EJERCICIOS.
[A] Responde estas preguntas sobre el relato:
(i) ¿De qué color y material era la valija con la que casi tropezó en la playa?
(ii) ¿Cómo se llama el club nocturno hacia el que se encontró caminando?
(iii) ¿Qué encontró al abrir la valija amarilla?
[B] Traduce al inglés, por favor, esta oración del relato: "Los cierres cedieron ante la mínima presión."

TEXTO EXTRAÍDO.
= = = = =

Ella seguía caminando mientras pensaba en cómo podría abordar su nuevo libro de cuentos. Su mente iba y volvía tratando de encontrar diferentes inicios, pero ninguno la satisfacía. Todos le resultaban obvios, trillados.
Casi tropezó con una pequeña valija de cuero roja. Detuvo su andar para contemplar ese objeto imprevisible en una playa; pensó si habría sido perdido o tal vez abandonado por alguien que misteriosamente quería deshacerse de algún tipo de incomodidad. La valija dejaba escapar por un borde un pedazo de gasa roja.
Miró a su alrededor; le daba pudor que la vieran llevarse algo de la playa. Pero no había nadie, solamente veía a lo lejos unos pequeños puntitos: eran unos adolescentes que corrían a sumergirse con sus tablas de surf.
Con alguna aprehensión alzó la valija e intentó abrirla. Los cierres cedieron ante la mínima presión. El contenido, un chal rojo con bordes dorados, un lápiz labial y un esmalte –ambos color rojo fuego-, le resultó divertido. Casi escondida, vio una fotografía de un pequeño niño rubio que sonreía de manera adorable. Quedó intrigada.
Se encontró caminando hacia “Las Alondras”, un barato club nocturno que quedaba a pocas cuadras de allí. Pensaba en que muchos muchachos del pueblo todavía eran formados a la vieja usanza de hacerse hombres debutando sexualmente con prostitutas.
Se sorprendió en la puerta del club, tocando el timbre. La atendió una gastada mujer, agobiada a fuerza de trabajos domésticos. Cuando ella comenzó a mostrarle la valija, apareció un hombre íntegramente vestido de negro. Muchas gracias, señora. La Mercedes es un poco distraída y no sabía dónde se había olvidado la maleta. Tome, ella le manda esto, por favor, acéptelo.
Quiso responderle que ella no conocía a ninguna Mercedes, pero le cerraron la puerta en la cara. Se vio parada sosteniendo una pequeña valija de color negro, reluciente. Como atontada, fue hasta una agencia de taxis para volver más rápidamente a su casa.
Al llegar miró su interior: había allí una corbata de seda gris con arabescos negros, un anotador sin usar con tapas de cuero charolado negro y otra foto del mismo niño rubio. En ésta parecía más grande y no sonreía: tenía la mirada perdida, como en un punto fijo.
¿Por qué le habían dado esa valija? ¿A quién le pertenecía? Estaba sumida en esos interrogantes cuando sonó el teléfono.
Soy Diana, vos tenés algo que no te pertenece. Bueno, entonces vení a buscarlo, porque yo…El golpe seco del corte de comunicación la enojó.
Parecía que estaba rodeada de locos. Maldijo el momento en que se le ocurrió levantar la primera valija.
Cuando sonó el timbre y fue hacia la puerta, casi quedó cegada por un estallido de sol. La mujer, rubia, corpulenta y ataviada de amarillo, con falsas joyas doradas y ojos fulminantes, tomó la maleta negra y como quien obsequia un chupetín o una flor, le alcanzó otra amarilla y desapareció. ¿Pero qué juego era éste? Pensó en tirarla a la calle, pero la curiosidad pudo más. Abrió la valija y vio una rosa amarilla recién cortada, un frasco de miel y una nueva fotografía. Era la de un adolescente que ya no tenía el pelo tan rubio, pero sí una sonrisa burlona que le causó cierto escalofrío.

= = = = =

LÍNEAS EXTRAÍDAS.
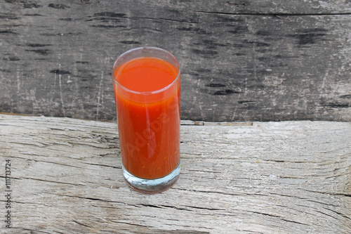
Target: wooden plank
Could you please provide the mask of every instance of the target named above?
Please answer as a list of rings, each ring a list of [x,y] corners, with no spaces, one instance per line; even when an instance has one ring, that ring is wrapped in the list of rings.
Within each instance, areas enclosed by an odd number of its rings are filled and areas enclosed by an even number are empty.
[[[114,119],[114,60],[154,46],[180,63],[183,119],[350,122],[350,13],[349,1],[0,0],[0,112]]]
[[[123,178],[114,122],[0,115],[0,200],[10,160],[11,230],[351,232],[351,123],[206,124],[181,126],[180,178],[149,195]]]

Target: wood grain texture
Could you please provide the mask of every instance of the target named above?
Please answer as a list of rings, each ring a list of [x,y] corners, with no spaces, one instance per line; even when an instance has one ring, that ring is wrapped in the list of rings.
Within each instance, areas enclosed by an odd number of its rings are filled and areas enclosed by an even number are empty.
[[[8,233],[351,232],[351,123],[183,123],[180,178],[148,195],[123,178],[115,123],[0,115]]]
[[[114,119],[142,46],[182,67],[183,119],[351,121],[350,1],[0,0],[0,112]]]

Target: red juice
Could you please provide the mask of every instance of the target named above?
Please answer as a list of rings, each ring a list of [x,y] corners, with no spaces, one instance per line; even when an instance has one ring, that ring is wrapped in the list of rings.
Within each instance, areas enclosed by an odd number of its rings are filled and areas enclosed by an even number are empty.
[[[180,162],[178,72],[153,57],[134,58],[114,71],[122,163],[135,176],[161,178]]]

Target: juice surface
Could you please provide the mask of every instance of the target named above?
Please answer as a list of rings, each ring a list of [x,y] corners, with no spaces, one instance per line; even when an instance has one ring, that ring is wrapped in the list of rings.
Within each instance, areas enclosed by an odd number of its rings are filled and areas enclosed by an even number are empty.
[[[123,64],[114,75],[130,90],[152,92],[172,84],[178,70],[164,60],[145,57]],[[114,87],[124,168],[143,178],[166,176],[180,160],[180,79],[157,98],[142,94],[134,98],[116,82]]]
[[[132,60],[117,70],[116,79],[123,86],[137,92],[163,89],[176,79],[178,70],[169,63],[157,58]]]

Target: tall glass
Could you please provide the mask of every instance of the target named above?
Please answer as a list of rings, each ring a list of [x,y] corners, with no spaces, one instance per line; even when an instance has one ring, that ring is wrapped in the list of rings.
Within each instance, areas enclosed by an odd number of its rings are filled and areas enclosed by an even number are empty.
[[[180,68],[169,52],[140,47],[112,69],[123,174],[143,193],[169,188],[180,171]]]

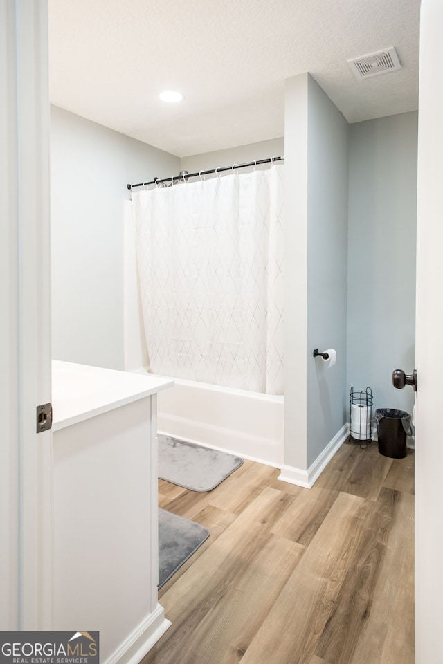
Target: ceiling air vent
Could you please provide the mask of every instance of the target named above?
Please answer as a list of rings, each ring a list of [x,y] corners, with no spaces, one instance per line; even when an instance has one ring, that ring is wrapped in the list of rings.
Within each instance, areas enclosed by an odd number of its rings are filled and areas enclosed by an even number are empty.
[[[378,76],[388,71],[401,69],[401,65],[393,47],[386,48],[379,53],[372,53],[364,57],[356,57],[347,61],[351,69],[359,81],[371,76]]]

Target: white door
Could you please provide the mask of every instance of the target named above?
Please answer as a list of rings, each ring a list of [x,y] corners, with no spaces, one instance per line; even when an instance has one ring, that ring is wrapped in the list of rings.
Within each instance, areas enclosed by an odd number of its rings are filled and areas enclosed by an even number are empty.
[[[415,463],[417,664],[443,662],[443,3],[422,0]],[[407,266],[405,266],[407,269]],[[410,389],[410,388],[406,388]]]
[[[0,3],[0,629],[51,623],[47,0]]]

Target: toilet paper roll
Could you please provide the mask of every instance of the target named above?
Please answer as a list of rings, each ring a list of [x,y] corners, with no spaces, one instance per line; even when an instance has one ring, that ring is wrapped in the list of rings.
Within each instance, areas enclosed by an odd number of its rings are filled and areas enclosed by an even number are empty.
[[[326,362],[327,368],[330,369],[331,367],[334,367],[337,361],[337,351],[334,348],[328,348],[327,351],[325,351],[325,353],[327,353],[329,356],[327,360],[325,360],[324,358],[321,359]]]
[[[370,406],[351,404],[351,436],[356,441],[371,437],[371,409]]]

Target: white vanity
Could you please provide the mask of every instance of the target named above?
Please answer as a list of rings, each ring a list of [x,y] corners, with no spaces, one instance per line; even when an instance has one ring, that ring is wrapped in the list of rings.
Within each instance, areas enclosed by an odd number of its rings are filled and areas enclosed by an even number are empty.
[[[136,664],[169,627],[157,600],[156,394],[170,379],[53,362],[53,629],[100,631]]]

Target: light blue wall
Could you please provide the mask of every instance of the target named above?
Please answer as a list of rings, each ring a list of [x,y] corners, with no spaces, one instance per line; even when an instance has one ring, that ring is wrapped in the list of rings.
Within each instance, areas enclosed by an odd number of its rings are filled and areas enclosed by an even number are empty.
[[[51,160],[53,357],[123,369],[126,185],[180,159],[52,107]]]
[[[349,126],[311,77],[308,98],[307,467],[346,422]],[[334,348],[327,368],[312,352]]]
[[[410,413],[413,391],[395,389],[392,372],[414,368],[417,113],[350,135],[347,388]]]

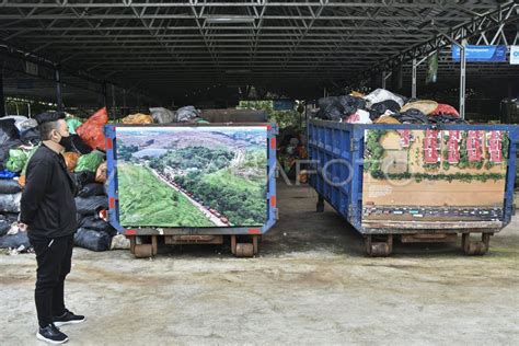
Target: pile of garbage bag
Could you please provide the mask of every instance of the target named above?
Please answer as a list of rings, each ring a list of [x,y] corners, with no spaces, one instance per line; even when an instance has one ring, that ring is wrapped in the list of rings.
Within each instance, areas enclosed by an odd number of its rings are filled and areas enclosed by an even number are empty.
[[[406,99],[385,89],[322,97],[318,105],[315,117],[350,124],[466,124],[451,105]]]
[[[104,186],[107,168],[103,127],[107,120],[106,108],[99,109],[84,123],[73,116],[66,119],[72,147],[64,158],[79,192],[74,244],[92,251],[128,249],[120,238],[112,244],[117,232],[105,219],[108,198]],[[22,116],[0,118],[0,249],[16,252],[31,249],[26,232],[19,228],[18,217],[26,166],[39,145],[36,122]]]

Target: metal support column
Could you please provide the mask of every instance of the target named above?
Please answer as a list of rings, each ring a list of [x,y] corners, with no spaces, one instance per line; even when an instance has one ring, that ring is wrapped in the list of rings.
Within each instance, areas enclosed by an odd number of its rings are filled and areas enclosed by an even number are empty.
[[[64,112],[64,94],[61,89],[61,71],[59,68],[54,69],[54,78],[56,81],[56,103],[58,104],[58,111]]]
[[[416,59],[413,59],[413,81],[412,81],[412,89],[411,89],[411,97],[416,99],[416,67],[418,64]]]
[[[112,84],[112,115],[114,120],[117,118],[116,115],[116,105],[115,105],[115,85]]]
[[[0,117],[8,115],[3,95],[3,60],[0,60]]]
[[[463,39],[460,46],[460,116],[465,118],[465,76],[466,76],[466,41]]]
[[[101,93],[103,94],[103,106],[108,111],[108,96],[106,95],[106,81],[101,84]]]

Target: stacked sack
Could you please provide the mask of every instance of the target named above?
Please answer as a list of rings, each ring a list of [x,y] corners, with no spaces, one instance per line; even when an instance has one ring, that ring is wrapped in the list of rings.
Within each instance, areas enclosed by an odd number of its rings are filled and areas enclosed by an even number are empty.
[[[458,111],[431,100],[408,100],[385,89],[368,95],[350,95],[319,100],[316,117],[350,124],[466,124]]]
[[[81,140],[82,150],[65,153],[67,168],[76,177],[79,193],[76,197],[78,231],[74,245],[92,251],[111,249],[116,230],[106,221],[108,197],[106,196],[106,155],[104,125],[108,123],[106,108],[95,112],[73,130],[78,135],[74,147]],[[71,131],[71,124],[69,131]],[[78,125],[78,124],[76,124]]]
[[[22,185],[20,173],[34,145],[39,141],[37,123],[24,116],[0,118],[0,249],[30,249],[26,232],[18,227]]]
[[[108,115],[106,108],[101,108],[84,124],[72,116],[68,116],[66,122],[72,147],[67,148],[64,157],[79,191],[76,197],[78,231],[74,244],[92,251],[106,251],[116,234],[106,221],[108,198],[104,187],[106,161],[103,127],[108,122]],[[36,122],[24,117],[0,118],[0,247],[30,247],[26,232],[19,231],[18,217],[26,165],[39,141]]]

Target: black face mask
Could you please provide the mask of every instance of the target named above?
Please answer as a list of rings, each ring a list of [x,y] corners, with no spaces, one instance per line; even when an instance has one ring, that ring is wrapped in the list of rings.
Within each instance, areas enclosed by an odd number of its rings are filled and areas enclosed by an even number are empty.
[[[61,139],[58,142],[61,147],[65,148],[65,151],[71,151],[73,146],[72,146],[72,137],[69,135],[67,137],[61,136]]]

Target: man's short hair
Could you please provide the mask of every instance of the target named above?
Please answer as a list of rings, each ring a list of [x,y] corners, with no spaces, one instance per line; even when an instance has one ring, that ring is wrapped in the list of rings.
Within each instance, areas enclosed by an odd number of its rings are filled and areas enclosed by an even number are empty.
[[[58,120],[65,119],[64,112],[45,112],[34,117],[39,125],[39,135],[42,140],[48,140],[50,131],[58,129]]]

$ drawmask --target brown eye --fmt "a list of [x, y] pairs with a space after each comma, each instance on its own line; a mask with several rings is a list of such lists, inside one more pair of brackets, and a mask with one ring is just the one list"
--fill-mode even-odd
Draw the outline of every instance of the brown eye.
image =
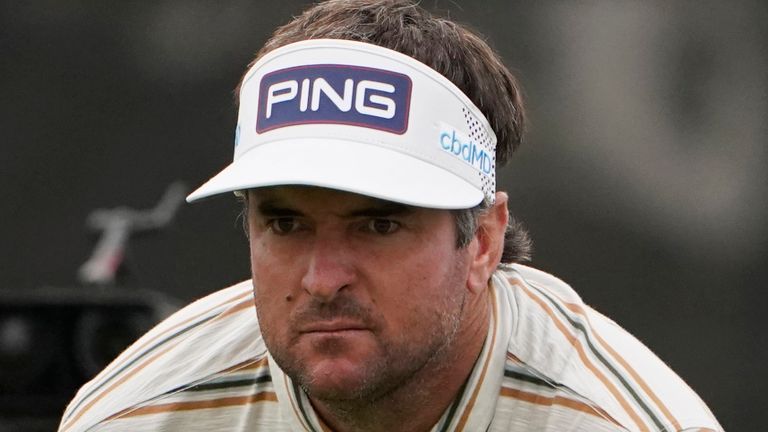
[[268, 223], [269, 228], [276, 234], [288, 234], [299, 228], [299, 223], [294, 218], [277, 218]]
[[390, 219], [371, 219], [367, 226], [368, 231], [380, 235], [392, 234], [399, 228], [400, 224]]

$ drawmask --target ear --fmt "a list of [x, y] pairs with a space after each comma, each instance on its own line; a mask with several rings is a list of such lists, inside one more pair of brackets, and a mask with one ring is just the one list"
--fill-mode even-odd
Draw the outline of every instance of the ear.
[[472, 239], [475, 247], [470, 248], [473, 255], [467, 279], [467, 286], [473, 293], [486, 289], [488, 280], [501, 261], [504, 233], [509, 222], [507, 201], [506, 193], [496, 192], [496, 202], [478, 220], [477, 232]]

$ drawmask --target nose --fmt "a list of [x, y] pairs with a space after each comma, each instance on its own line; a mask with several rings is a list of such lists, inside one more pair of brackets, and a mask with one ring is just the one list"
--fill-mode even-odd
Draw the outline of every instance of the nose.
[[301, 284], [311, 296], [328, 302], [355, 282], [354, 254], [343, 240], [318, 236], [308, 254]]

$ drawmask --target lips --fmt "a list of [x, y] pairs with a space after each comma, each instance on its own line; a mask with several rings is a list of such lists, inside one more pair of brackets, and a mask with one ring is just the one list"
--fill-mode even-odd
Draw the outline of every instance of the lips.
[[345, 331], [364, 331], [369, 330], [364, 324], [357, 321], [348, 320], [332, 320], [332, 321], [316, 321], [302, 327], [299, 330], [301, 334], [308, 333], [338, 333]]

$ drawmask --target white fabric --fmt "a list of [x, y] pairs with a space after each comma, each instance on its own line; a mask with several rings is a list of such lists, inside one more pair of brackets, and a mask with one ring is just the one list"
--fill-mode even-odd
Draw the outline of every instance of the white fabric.
[[494, 200], [495, 148], [478, 108], [423, 63], [362, 42], [302, 41], [248, 71], [234, 161], [187, 199], [304, 184], [469, 208]]
[[[562, 281], [497, 272], [485, 346], [432, 431], [722, 431], [699, 397]], [[274, 364], [250, 282], [150, 331], [70, 403], [60, 431], [317, 431], [306, 395]]]

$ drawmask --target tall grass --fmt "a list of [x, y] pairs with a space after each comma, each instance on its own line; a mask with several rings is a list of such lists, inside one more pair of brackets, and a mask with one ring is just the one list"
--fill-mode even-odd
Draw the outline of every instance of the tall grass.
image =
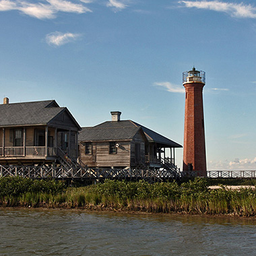
[[108, 180], [87, 187], [67, 187], [53, 181], [1, 178], [0, 205], [253, 216], [256, 216], [256, 191], [224, 187], [210, 190], [203, 179], [181, 185], [175, 181], [149, 184]]

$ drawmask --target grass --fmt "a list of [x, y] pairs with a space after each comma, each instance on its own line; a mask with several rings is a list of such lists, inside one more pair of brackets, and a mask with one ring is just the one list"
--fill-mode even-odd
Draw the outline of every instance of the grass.
[[[218, 183], [220, 184], [220, 183]], [[0, 178], [2, 206], [82, 207], [152, 213], [256, 216], [256, 191], [207, 189], [209, 181], [149, 184], [107, 180], [86, 187], [20, 177]]]

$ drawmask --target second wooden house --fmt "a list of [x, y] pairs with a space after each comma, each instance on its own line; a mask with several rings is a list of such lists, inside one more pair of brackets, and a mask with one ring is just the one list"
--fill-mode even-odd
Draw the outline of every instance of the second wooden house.
[[[78, 135], [79, 156], [88, 167], [176, 168], [179, 143], [131, 120], [121, 120], [111, 112], [112, 121], [84, 127]], [[166, 157], [169, 150], [170, 156]]]
[[0, 104], [0, 164], [55, 164], [76, 161], [81, 129], [55, 100]]

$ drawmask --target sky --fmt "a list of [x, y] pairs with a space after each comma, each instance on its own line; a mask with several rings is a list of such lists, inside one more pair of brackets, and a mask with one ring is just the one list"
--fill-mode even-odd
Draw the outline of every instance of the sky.
[[209, 170], [256, 170], [255, 53], [254, 0], [0, 0], [0, 98], [54, 99], [82, 127], [119, 110], [183, 145], [195, 66]]

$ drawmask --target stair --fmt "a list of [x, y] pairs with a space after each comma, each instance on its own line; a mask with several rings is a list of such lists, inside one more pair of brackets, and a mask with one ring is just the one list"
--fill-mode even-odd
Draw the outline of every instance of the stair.
[[174, 176], [177, 177], [181, 176], [179, 168], [178, 168], [176, 165], [173, 164], [169, 158], [162, 158], [161, 165], [162, 168], [163, 168], [164, 170], [172, 171], [173, 172]]
[[81, 160], [77, 161], [71, 158], [67, 154], [65, 153], [60, 148], [57, 150], [58, 160], [60, 164], [67, 170], [73, 168], [78, 170], [79, 168], [86, 168], [87, 166], [84, 164]]

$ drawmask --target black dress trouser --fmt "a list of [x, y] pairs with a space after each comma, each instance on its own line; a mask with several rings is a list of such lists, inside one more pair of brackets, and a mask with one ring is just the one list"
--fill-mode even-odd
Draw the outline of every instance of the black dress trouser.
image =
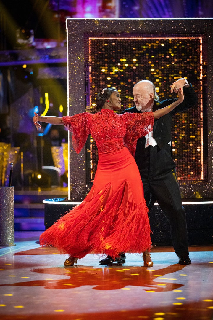
[[163, 150], [158, 146], [148, 146], [140, 155], [139, 163], [136, 156], [149, 211], [156, 200], [169, 223], [176, 254], [179, 257], [188, 256], [186, 215], [170, 146]]

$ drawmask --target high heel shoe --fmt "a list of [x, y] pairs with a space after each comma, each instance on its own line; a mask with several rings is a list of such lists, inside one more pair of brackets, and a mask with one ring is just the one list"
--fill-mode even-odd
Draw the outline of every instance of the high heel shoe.
[[152, 260], [150, 253], [148, 250], [143, 252], [143, 266], [147, 268], [152, 267], [153, 261]]
[[65, 266], [65, 267], [72, 267], [74, 263], [77, 263], [78, 259], [78, 258], [75, 258], [74, 257], [72, 257], [72, 256], [71, 256], [69, 257], [68, 259], [65, 260], [64, 265]]

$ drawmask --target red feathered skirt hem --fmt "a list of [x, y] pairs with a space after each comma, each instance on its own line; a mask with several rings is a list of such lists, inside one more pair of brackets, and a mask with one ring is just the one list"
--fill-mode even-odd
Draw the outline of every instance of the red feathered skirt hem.
[[122, 252], [141, 254], [151, 244], [148, 212], [128, 150], [102, 154], [87, 196], [42, 234], [40, 244], [79, 259], [89, 253], [114, 258]]

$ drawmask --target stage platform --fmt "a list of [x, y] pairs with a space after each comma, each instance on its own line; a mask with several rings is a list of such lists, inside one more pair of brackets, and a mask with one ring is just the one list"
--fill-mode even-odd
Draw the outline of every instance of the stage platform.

= = = = =

RESPUESTAS CORRECTAS.
[A]
(i) Era roja y de cuero.
(ii) Se llama "Las Alondras".
(iii) Encontró una rosa amarilla recién cortada, un frasco de miel y una nueva fotografía.

[B] The clasps gave way at the slightest pressure.